* [Required task A]:
Can you reproduce, word for word, the passage of the post below on the ticket site's network failure that opens with the words containing "One can look" and closes with "failed is indisputable."?
-- BEGIN Extract provided --
Here's what I can see about their infrastructure from the outside:

  • They have external web servers which put you in a holding pattern, and try and get through to the inner sanctum of web servers once a minute.
  • If you get in to the inner web servers, you can then order tickets, presumably without a heavy overload, since the inner infrastructure limits the number of simultaneous users.

However, there is an Achilles' heel here - which both the loyal and the fickle Rockies' fans ran immediately into.  You have to have enough network bandwidth to allow people access to the outer infrastructure.  If you don't, various bad things can happen - your load balancers can crash, your routers can crash.  I'm not a networking expert, but if the offered load is an order of magnitude or two higher than the incoming infrastructure can support, most packets won't get through.  If most don't get through, then it doesn't matter how good the load shedding methods are, or how robust your servers are.  Customers can't buy your product.  OOPS!

Pacolian claimed that they were the victims of a real DDOS attack, and that they measured 8.5 million hits in an hour.  Quite honestly, that doesn't sound that high to me.  Personally, I had 4 browsers going at once.  8.5 million hits and hour is only 2361 hits/second, which is less than 142K hits/minute.  In my judgment, between people like me, school kids, scalpers, etc. 142K people isn't very many.  If they were all running 3 or 4 browsers, it would only take about 35K people - which is basically nothing.  Also, when you look at network bandwidth, ethernet links, no matter how fast they are, can only support a relatively small number of packets/second maximum because of minimum times required between packets.  IIRC, that number is something like 1000 packets/sec.    If they only had a single gigabit link to their infrastrucure, 142K people would be 2 orders of magnitude larger than that - which would put us in the right ball park (pun intended) for the behavior that was observed.

One can look at the fact that they almost certainly had only a single site to take this load as a single point of failure.  The networking infrastructure to that site failed.  Exactly how it failed, I can't say.  The fact that it failed is indisputable.
-- END Extract provided --
* [Required task B]:
How many lines of the listing below contain the string "shorts", with case counting? Reply with the number only.
-- BEGIN Supplied records --
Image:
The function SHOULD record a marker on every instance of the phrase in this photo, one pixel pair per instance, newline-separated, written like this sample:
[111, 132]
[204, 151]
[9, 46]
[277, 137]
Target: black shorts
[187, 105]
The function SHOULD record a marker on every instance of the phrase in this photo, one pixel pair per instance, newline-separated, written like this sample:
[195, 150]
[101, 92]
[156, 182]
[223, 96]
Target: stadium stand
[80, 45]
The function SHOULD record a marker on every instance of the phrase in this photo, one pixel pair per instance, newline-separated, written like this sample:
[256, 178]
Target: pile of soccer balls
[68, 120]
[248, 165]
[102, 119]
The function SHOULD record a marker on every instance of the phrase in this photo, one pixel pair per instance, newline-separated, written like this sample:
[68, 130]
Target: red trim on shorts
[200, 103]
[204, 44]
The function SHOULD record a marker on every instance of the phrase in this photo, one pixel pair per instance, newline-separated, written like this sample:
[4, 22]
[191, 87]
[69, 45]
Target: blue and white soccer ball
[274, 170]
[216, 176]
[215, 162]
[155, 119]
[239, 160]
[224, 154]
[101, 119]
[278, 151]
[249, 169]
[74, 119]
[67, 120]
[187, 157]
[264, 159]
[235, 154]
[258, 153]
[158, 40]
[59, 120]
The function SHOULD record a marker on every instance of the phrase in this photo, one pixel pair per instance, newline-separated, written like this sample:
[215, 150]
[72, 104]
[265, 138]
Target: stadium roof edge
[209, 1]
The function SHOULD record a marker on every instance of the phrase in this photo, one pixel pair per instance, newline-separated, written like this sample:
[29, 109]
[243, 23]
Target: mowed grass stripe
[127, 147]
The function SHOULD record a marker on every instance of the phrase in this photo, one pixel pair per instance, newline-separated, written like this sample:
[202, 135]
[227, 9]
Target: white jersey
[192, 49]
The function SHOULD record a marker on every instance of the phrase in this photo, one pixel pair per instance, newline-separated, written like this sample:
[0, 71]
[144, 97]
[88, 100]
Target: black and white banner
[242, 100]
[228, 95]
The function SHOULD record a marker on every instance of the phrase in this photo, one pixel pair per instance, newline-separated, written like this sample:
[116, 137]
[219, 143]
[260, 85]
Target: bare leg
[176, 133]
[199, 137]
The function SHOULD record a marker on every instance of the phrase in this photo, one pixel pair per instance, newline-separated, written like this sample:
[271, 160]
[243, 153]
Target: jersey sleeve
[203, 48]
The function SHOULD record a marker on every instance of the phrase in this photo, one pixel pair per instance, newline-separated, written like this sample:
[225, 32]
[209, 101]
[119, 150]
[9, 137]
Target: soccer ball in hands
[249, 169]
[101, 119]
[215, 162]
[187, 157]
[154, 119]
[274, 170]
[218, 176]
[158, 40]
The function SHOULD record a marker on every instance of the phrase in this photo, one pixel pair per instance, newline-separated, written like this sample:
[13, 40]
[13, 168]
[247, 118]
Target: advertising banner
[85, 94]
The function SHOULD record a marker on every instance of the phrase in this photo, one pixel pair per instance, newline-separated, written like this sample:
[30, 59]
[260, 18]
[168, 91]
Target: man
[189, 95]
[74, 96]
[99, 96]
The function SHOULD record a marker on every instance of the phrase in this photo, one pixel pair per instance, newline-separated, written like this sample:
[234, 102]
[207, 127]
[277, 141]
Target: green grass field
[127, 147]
-- END Supplied records --
* [Exercise output A]:
One can look at the fact that they almost certainly had only a single site to take this load as a single point of failure.  The networking infrastructure to that site failed.  Exactly how it failed, I can't say.  The fact that it failed is indisputable.

* [Exercise output B]:
2